━━━ Source data ━━━

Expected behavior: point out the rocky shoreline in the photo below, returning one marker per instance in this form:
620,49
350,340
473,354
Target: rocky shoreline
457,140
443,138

━━━
━━━ Source data ━━━

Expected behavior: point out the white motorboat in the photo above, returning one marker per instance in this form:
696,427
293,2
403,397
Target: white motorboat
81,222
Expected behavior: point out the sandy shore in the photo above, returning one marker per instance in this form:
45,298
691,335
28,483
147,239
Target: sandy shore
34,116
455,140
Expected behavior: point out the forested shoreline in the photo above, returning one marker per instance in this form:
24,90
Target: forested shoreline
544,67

━━━
━━━ Source data ━━━

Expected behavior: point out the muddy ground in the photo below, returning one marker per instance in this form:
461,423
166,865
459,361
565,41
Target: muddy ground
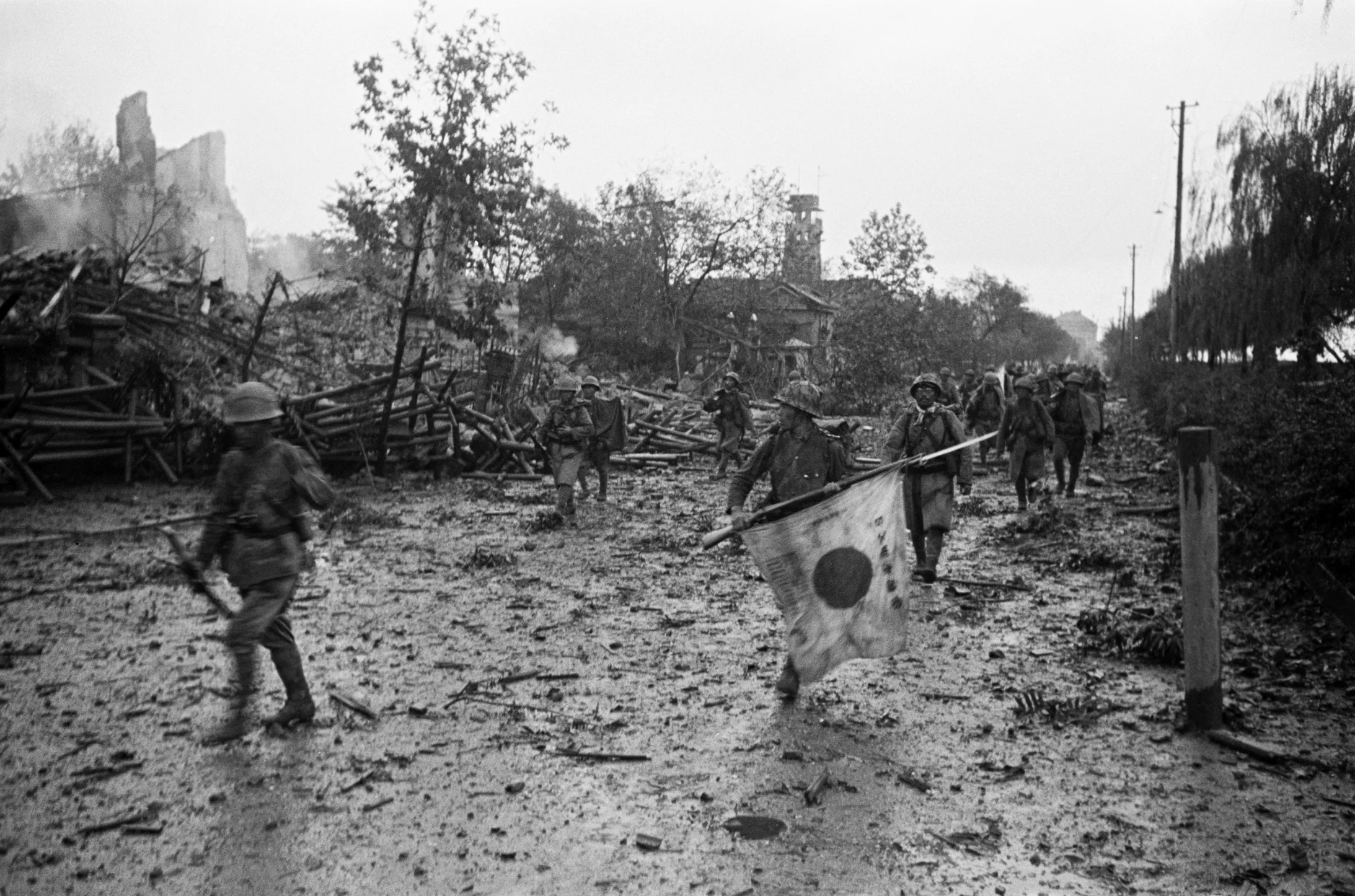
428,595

━━━

■ Problem to work on ■
How many lines of the listing contain the word "above"? Reply with the number alone.

■ Finished task ■
3